(Dataset rows on where objects appear)
★ ★ ★ ★

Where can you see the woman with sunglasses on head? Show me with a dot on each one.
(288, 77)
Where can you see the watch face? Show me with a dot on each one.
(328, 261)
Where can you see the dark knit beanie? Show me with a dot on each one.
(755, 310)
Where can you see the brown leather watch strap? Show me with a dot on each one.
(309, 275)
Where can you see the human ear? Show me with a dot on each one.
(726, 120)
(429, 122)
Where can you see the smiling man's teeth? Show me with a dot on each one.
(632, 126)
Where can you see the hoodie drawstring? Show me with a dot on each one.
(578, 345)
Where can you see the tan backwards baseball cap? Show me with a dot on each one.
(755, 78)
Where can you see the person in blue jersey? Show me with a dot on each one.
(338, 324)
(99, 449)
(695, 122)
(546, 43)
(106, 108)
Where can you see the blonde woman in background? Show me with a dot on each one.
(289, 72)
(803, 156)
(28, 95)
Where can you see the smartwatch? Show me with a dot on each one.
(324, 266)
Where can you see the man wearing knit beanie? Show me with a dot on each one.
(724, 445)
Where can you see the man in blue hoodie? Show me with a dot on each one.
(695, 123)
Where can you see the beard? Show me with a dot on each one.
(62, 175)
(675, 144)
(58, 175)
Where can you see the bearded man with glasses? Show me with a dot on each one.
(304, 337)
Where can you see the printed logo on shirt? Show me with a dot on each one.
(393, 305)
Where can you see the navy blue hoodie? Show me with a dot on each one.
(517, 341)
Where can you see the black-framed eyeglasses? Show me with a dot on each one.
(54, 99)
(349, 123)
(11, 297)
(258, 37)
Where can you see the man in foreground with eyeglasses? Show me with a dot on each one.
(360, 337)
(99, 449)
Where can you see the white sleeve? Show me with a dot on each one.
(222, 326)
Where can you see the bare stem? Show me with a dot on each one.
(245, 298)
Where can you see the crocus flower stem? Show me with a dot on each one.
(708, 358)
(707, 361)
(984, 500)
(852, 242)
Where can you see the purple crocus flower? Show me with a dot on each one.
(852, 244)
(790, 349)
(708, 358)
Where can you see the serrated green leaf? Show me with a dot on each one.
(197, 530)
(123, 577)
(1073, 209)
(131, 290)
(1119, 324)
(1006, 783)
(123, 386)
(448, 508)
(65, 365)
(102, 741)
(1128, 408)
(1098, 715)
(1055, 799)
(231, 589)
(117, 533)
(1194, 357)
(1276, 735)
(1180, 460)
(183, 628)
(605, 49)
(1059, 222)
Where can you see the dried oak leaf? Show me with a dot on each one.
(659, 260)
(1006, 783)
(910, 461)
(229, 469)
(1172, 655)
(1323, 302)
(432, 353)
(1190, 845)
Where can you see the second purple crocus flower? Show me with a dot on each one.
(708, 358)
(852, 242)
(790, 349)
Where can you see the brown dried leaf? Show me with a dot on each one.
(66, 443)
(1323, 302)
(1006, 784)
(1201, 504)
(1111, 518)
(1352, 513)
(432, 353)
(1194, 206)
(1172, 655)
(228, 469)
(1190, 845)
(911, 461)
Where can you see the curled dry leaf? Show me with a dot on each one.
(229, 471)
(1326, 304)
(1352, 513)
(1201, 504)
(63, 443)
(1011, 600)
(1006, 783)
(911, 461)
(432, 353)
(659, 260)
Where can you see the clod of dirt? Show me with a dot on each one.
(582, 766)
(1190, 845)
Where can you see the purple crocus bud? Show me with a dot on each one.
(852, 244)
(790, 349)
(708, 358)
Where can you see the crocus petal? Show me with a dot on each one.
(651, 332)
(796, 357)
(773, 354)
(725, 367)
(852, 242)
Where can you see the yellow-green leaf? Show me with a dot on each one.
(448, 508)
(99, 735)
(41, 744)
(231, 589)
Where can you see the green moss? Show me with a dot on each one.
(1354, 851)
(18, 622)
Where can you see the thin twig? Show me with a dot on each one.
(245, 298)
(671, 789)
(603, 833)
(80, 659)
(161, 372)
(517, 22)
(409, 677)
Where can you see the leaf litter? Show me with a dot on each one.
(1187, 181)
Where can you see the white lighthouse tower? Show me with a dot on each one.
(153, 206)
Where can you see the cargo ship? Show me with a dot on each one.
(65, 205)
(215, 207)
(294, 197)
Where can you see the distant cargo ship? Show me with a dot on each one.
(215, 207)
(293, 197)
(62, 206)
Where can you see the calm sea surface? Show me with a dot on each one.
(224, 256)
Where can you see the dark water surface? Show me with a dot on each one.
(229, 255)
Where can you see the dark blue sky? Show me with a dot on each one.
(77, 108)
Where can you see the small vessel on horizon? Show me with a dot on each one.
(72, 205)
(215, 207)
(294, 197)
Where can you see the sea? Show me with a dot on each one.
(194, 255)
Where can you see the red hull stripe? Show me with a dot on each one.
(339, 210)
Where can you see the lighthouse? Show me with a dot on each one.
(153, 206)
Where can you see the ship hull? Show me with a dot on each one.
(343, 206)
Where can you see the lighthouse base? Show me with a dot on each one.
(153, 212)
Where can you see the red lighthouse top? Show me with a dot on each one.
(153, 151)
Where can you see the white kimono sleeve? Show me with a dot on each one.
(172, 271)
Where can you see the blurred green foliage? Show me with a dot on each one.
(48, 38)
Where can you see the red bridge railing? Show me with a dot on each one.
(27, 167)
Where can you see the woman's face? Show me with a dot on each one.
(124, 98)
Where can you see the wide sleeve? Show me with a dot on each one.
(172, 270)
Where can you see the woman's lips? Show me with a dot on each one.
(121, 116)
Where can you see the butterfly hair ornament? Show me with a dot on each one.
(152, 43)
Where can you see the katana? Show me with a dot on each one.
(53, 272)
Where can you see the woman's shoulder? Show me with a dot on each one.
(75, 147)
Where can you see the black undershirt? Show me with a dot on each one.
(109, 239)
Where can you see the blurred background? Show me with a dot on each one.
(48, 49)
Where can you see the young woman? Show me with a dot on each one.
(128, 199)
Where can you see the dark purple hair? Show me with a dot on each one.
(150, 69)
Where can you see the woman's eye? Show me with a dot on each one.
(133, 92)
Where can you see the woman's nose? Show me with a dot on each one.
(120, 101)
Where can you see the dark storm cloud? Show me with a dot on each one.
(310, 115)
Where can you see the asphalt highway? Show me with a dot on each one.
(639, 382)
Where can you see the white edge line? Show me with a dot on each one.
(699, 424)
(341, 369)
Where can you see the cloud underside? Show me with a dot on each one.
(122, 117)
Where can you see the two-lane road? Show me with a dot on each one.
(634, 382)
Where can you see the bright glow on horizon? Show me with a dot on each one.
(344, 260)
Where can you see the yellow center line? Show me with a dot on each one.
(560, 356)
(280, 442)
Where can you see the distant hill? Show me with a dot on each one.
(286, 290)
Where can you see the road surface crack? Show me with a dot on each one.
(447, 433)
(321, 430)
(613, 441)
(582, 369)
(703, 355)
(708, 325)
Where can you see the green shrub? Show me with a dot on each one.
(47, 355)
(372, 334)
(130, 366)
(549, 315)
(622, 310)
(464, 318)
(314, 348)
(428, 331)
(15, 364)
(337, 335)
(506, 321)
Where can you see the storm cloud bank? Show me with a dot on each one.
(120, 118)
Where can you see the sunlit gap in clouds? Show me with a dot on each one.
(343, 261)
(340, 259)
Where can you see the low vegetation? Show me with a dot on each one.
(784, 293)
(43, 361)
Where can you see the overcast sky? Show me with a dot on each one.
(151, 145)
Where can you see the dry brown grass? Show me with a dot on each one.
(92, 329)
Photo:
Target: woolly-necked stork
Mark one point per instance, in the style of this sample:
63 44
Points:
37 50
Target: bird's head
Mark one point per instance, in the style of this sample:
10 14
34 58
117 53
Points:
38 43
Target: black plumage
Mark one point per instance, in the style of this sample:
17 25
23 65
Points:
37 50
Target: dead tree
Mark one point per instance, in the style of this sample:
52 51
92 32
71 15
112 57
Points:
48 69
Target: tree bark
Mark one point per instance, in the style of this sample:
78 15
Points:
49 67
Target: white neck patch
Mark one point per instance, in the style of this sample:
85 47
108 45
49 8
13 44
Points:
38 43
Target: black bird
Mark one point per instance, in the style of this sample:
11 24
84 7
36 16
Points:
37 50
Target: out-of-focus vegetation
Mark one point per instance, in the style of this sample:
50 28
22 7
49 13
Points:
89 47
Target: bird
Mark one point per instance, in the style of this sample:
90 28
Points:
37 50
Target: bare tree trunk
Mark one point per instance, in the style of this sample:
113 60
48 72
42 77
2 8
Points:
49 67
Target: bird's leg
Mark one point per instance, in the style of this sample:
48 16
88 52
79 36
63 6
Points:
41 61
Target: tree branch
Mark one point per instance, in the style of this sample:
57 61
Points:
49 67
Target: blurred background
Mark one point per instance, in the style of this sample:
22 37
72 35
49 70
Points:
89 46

★ ★ ★ ★

YOUR TASK = Leave out every line before the one containing "Target: white neck patch"; set down that line and all remaining lines of the material exactly.

FINISHED ANSWER =
Target: white neck patch
Mark one point per instance, in the style of this sample:
85 47
108 45
49 8
13 44
Points:
38 43
Target: black bird
Mark one point per instance, in the style of this sample:
11 24
84 7
36 16
Points:
37 50
Target: out-of-focus vegetation
Mark one point per instance, in the style of this sample:
50 28
22 7
49 13
Points:
89 47
Target: bird
Mark one point per instance, in the style of this sample:
90 28
Points:
37 50
Target: bare tree trunk
Mark one point per instance, in the style of this sample:
113 60
48 72
42 77
2 8
Points:
49 67
Target: bird's leg
Mark one point per instance, in the style of this sample:
48 16
88 52
79 36
63 6
Points:
41 61
Target: tree branch
Mark one point per instance, in the style of this sample:
57 61
Points:
49 67
Target: blurred background
Mark one point per instance, in the style of this sample:
22 37
72 35
49 70
Points:
89 46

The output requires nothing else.